_What you will do_. Even the shortest line counts, so transcribe all the data exactly.

Records excerpted from a collection:
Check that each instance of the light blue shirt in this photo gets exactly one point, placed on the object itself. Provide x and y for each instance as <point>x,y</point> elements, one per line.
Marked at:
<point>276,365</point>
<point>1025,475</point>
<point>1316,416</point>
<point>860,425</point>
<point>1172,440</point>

_Reply to the exercise_.
Check that each instance of the light blue shirt in this photo gets exactly one point, placed on the object itself. Provide x and y for each instance as <point>x,y</point> elements, one per line.
Marked at:
<point>276,365</point>
<point>1025,475</point>
<point>1316,416</point>
<point>860,425</point>
<point>1172,440</point>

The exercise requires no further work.